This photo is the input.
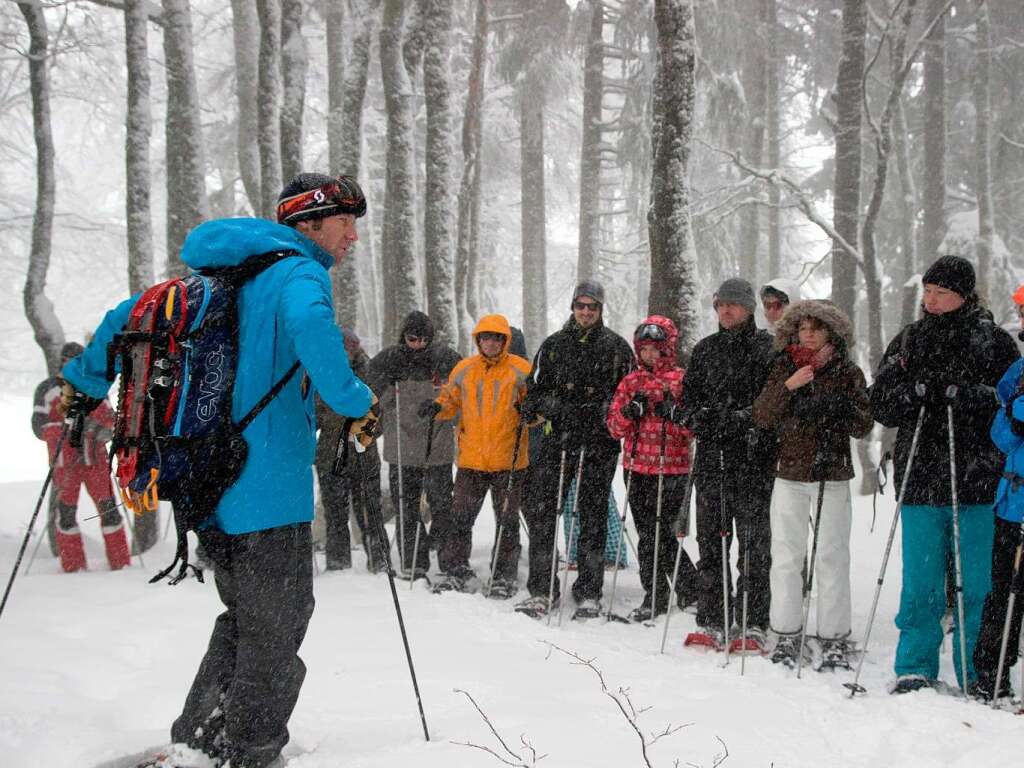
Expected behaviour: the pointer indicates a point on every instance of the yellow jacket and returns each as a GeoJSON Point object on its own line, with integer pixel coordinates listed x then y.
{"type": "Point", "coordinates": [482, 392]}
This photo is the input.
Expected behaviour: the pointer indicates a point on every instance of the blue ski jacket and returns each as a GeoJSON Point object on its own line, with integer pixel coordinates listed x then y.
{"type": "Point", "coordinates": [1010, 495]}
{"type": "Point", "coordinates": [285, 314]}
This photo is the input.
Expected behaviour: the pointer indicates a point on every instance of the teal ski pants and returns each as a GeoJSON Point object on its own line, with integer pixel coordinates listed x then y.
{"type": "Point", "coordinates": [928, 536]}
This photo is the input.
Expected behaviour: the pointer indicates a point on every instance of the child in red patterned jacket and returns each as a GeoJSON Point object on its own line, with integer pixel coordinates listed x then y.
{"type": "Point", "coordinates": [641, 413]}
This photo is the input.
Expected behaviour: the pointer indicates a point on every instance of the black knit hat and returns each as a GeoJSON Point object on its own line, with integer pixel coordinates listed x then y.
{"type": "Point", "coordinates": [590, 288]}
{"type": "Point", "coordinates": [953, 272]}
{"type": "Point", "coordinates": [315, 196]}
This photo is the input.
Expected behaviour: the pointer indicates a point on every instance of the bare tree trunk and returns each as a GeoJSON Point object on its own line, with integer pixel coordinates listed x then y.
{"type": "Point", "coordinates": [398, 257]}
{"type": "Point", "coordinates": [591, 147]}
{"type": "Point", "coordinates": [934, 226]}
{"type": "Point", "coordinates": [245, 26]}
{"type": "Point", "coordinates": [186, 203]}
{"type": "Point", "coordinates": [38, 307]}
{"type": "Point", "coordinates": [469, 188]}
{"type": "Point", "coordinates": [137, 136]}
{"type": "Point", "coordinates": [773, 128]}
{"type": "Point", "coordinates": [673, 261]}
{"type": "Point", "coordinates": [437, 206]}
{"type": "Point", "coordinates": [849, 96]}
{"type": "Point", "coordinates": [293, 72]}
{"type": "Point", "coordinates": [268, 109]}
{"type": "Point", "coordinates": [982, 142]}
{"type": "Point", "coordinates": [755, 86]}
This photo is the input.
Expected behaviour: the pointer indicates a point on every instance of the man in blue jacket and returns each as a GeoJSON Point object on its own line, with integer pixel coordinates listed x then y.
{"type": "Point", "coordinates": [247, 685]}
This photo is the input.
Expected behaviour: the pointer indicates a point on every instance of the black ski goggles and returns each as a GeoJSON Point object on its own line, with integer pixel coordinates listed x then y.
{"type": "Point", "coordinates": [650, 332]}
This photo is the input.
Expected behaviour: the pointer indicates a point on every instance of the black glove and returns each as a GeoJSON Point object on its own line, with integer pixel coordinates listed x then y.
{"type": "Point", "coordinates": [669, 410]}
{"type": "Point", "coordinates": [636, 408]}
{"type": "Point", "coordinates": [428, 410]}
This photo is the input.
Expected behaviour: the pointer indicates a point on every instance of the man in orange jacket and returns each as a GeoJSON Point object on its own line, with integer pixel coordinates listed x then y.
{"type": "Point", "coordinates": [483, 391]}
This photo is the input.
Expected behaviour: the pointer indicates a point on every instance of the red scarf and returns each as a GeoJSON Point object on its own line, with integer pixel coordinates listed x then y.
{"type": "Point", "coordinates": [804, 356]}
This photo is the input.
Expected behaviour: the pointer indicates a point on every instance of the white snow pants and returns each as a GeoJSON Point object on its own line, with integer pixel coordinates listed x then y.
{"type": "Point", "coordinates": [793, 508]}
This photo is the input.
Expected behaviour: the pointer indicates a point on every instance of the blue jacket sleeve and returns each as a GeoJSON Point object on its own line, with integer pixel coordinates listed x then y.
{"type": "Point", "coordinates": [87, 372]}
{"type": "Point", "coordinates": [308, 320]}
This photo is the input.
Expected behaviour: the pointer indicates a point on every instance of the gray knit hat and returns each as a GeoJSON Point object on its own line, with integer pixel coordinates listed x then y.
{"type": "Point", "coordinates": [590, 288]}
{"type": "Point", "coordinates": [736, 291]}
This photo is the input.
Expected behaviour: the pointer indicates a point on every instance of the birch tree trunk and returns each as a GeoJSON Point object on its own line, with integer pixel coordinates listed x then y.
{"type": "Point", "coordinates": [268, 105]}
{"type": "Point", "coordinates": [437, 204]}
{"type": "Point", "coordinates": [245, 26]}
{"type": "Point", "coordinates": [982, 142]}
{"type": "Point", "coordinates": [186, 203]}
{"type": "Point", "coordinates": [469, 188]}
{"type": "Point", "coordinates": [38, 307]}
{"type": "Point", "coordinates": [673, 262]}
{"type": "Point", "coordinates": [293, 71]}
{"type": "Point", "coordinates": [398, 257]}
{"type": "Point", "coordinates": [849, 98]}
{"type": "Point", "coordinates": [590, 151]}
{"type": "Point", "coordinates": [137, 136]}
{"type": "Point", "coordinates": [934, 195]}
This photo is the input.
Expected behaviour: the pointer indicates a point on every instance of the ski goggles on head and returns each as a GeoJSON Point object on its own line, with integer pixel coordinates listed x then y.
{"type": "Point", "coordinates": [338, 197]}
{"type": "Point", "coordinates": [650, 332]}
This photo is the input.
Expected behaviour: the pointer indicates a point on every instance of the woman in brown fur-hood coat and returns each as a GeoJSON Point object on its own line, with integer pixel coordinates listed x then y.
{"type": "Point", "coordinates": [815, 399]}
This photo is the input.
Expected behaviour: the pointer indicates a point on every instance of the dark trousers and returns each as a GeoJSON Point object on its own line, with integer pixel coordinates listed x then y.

> [Given exercise]:
Repeat the material above verbatim. Leave the pictures behind.

> [The response]:
This photo is the input.
Expected behaviour: the pointer indicates a point on every instance of the yellow jacket and returns each as a GeoJSON Point object on its own line, with integer pixel coordinates listed x then y.
{"type": "Point", "coordinates": [482, 392]}
This photo is the input.
Expected behaviour: the pointer indicates a point on every instance of the blue ski jacket and returns each as a GeoJSON Point object on its own line, with integer pixel coordinates listed x then y.
{"type": "Point", "coordinates": [1010, 495]}
{"type": "Point", "coordinates": [285, 314]}
This photo is the input.
Expected behaviour: the pointer indicates a point on every instance of the teal ski pants and returns each as a GeoJSON Point object on its own line, with integer pixel coordinates listed x then y.
{"type": "Point", "coordinates": [928, 536]}
This photo is the input.
Expected behaviour: the pointer indicates a point on every instance of the child in red patterned jacket and returns each as a GeoJSON Point object on its own line, with integer pixel coordinates listed x then y.
{"type": "Point", "coordinates": [641, 413]}
This photo is the input.
Expected behaviour: the pointer indicates a point on every instance of the black knit hat and returns each as a GeoJSON Point object on its own line, with integer pixel coordinates listed x then y.
{"type": "Point", "coordinates": [590, 288]}
{"type": "Point", "coordinates": [953, 272]}
{"type": "Point", "coordinates": [315, 196]}
This photo is the input.
Expected behaviour: the pointer indicates a point on every instance of the bare tree trunk and returns each as a GeoJSON Point object on its own line, with integer pixel coordinates listed x then y.
{"type": "Point", "coordinates": [398, 257]}
{"type": "Point", "coordinates": [591, 147]}
{"type": "Point", "coordinates": [934, 226]}
{"type": "Point", "coordinates": [245, 26]}
{"type": "Point", "coordinates": [186, 203]}
{"type": "Point", "coordinates": [38, 307]}
{"type": "Point", "coordinates": [469, 188]}
{"type": "Point", "coordinates": [137, 136]}
{"type": "Point", "coordinates": [773, 128]}
{"type": "Point", "coordinates": [673, 261]}
{"type": "Point", "coordinates": [437, 206]}
{"type": "Point", "coordinates": [849, 96]}
{"type": "Point", "coordinates": [293, 72]}
{"type": "Point", "coordinates": [268, 109]}
{"type": "Point", "coordinates": [982, 142]}
{"type": "Point", "coordinates": [755, 86]}
This photo is the input.
Expected behaviour: the pointer indicates a point on every instance of the man in blue jacket and returns each as a GeoJSON Point object on its own line, with integer pixel coordinates listed x then y.
{"type": "Point", "coordinates": [247, 685]}
This photo is the input.
Expected behaviour: the pointer indicates a point on every instance of the black ski goggles and returns each as a GeoJSON Point object on its own line, with integer pixel coordinates listed x then y.
{"type": "Point", "coordinates": [650, 332]}
This photo is the input.
Expected behaviour: the pointer indicates a point on every instance of the black glove and returns each as a GeoJSON Point object on its own line, with integer pixel coordinates listed x then y.
{"type": "Point", "coordinates": [669, 410]}
{"type": "Point", "coordinates": [636, 408]}
{"type": "Point", "coordinates": [428, 410]}
This photo is the input.
Expected behaviour: the pointer indicates a point on every instance of the man in orange jacket and returns each as a GeoJSON Point object on its own line, with integer pixel coordinates listed x then y.
{"type": "Point", "coordinates": [483, 391]}
This photo is the input.
Expected behaviour: the pointer indicates a point on every instance of the red scarf and returns each as a GeoJSON Point object on its own line, with integer pixel coordinates listed x then y.
{"type": "Point", "coordinates": [804, 356]}
This photo is the input.
Expected behaviour: the pointer indicates a point on every instance of the white snow pants and returns each as a GeoJSON Point object on its own line, with integer pixel coordinates listed x then y.
{"type": "Point", "coordinates": [793, 508]}
This photo is the input.
Expected behaviour: the pointer indicates a point on every instance of the blue jacket sleeve and returns each as a GeoJSON Point object on its own line, with integer pixel coordinates listed x then y.
{"type": "Point", "coordinates": [87, 372]}
{"type": "Point", "coordinates": [308, 320]}
This photo is the input.
Expected behaviour: the pointer indicates a point on every instance of the gray knit hat and returns each as a GeoJSON Point object on its own line, with integer pixel coordinates listed x then y.
{"type": "Point", "coordinates": [590, 288]}
{"type": "Point", "coordinates": [736, 291]}
This photo is the input.
Expected behaviour: the pointer indicates a point on every instance of the birch tree trunk and returns each as a GeoJSON Point object on its own line, with integer pixel coordinates listed x then y.
{"type": "Point", "coordinates": [268, 105]}
{"type": "Point", "coordinates": [437, 204]}
{"type": "Point", "coordinates": [245, 26]}
{"type": "Point", "coordinates": [982, 142]}
{"type": "Point", "coordinates": [186, 203]}
{"type": "Point", "coordinates": [469, 188]}
{"type": "Point", "coordinates": [38, 307]}
{"type": "Point", "coordinates": [673, 262]}
{"type": "Point", "coordinates": [293, 71]}
{"type": "Point", "coordinates": [398, 257]}
{"type": "Point", "coordinates": [849, 98]}
{"type": "Point", "coordinates": [590, 151]}
{"type": "Point", "coordinates": [137, 136]}
{"type": "Point", "coordinates": [934, 195]}
This photo is the input.
Expected behaviour: the pointer indicates a point on every instance of the ski goggles on head and returns each as a GeoJSON Point object on its own line, with integer pixel coordinates listed x then y.
{"type": "Point", "coordinates": [338, 197]}
{"type": "Point", "coordinates": [650, 332]}
This photo is the input.
Expected behaviour: the pointer indicates a point on every instance of the woman in brown fur-hood coat and returns each as a GeoJSON Point object on its own line, with integer pixel coordinates listed x then y.
{"type": "Point", "coordinates": [815, 399]}
This photo is the input.
Expected behaviour: the pointer indicates a point on every instance of the dark trousers and returns each as a GeoJSON Point object on its own line, with integer pixel coordinates listed x then y.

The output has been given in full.